:: PROVIDED PASSAGE ::

::::::::

Closing a Church (John Frye)

Closing a Church (John Frye) March 6, 2015

Screen Shot 2015-01-07 at 3.35.58 PMThe Closing of a Church, by John Frye

Last Sunday the local church where I have served as pastor for nine years closed. Thankfully, it closed well, but not without tears. The church had a faithful, yet roller-coaster history and for reasons too cumbersome and complex for this post, the decision to close was a “severe mercy.” Severe in that it is always hard to end a church’s history and merciful because the faithful folks who hung in to the end were fatigued and needed a clear, sharp decision about their future.

I had to do some painful soul-searching. When I agreed to take the call to be the part-time, interim pastor of the church, I was told, “John, you may just be there long enough to give the church a good burial.” This potential (short) future of a ministry did not set well with me. I thought, “No church is going to die under my watch.” That was nine years ago.

As the ministry entered into its final two years, issues in the church’s DNA, frictions with members, and the inability of the church to negotiate healthy change, the church entered into what our denomination calls an “at risk” status. Using a medical metaphor, the church went into cardiac arrest and was on life support in the last eight months to a year. It’s hard to get a church on life support to become more missional. Energy levels drop and morale flounders. I came to a hard realization: churches do die and this one was dying under my care.

At our denomination’s once-a-year annual meeting, I would attend as a delegate from our church. Delegates celebrated and voted into the denomination new church plants and churches switching denominational affiliation. Delegates also were informed of and voted on churches that closed. I knew that churches do, indeed, die. Yet, I would always say to myself, “Not the church where I serve. It won’t happen.” A pastor’s pride, a leader’s stubbornness can sometimes become the block to the larger purposes of God. I had to wrestle with this.

My experiences as a pastor have shaped my ecclesiology. I no longer idolize big churches (mega-brands). I was the teaching pastor of one of those for 24 years. I ended my ministry there very wearied and in a dark-night-of-the-soul condition. On the other hand, I no longer think little churches only have one future: to grow into healthy, missional communities. John the Apostle’s pastoral wisdom in Revelation 2-3 is very significant to me. The only glorious One is Jesus who walks among the lamp stands, his local (real geographical) churches. As a pastor I am owning into the ragged humanity of the “body of Christ,” glorious as she will be in the consummation.

Big or small, churches are fragile because of the lingering power of the Fall in and on human relationships. Let him who boasts, boast only in the Lord.

::::::::

:: AIM OF THE EXERCISE ::
Say whether each statement agrees with the essay on closing a church, answering yes or no and quoting the deciding words: (a) The author served as pastor of the closed church for nine years. (b) The author was brought in as the church's full-time pastor. (c) The church was on life support for its last three years.

:: RECORDED DATA ::
::::::::

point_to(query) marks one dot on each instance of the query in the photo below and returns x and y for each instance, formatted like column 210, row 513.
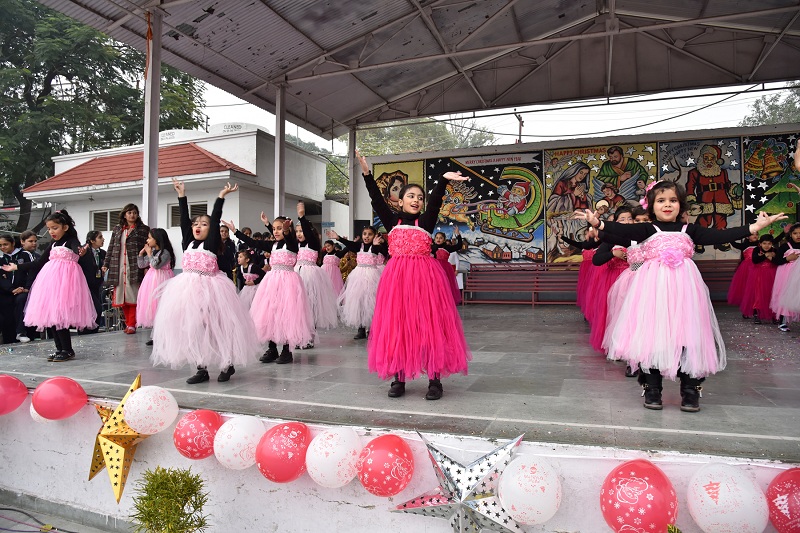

::::::::

:: EXPECTED OUTPUT ::
(a) Yes: "Last Sunday the local church where I have served as pastor for nine years closed."
(b) No: "When I agreed to take the call to be the part-time, interim pastor of the church"
(c) No: "was on life support in the last eight months to a year."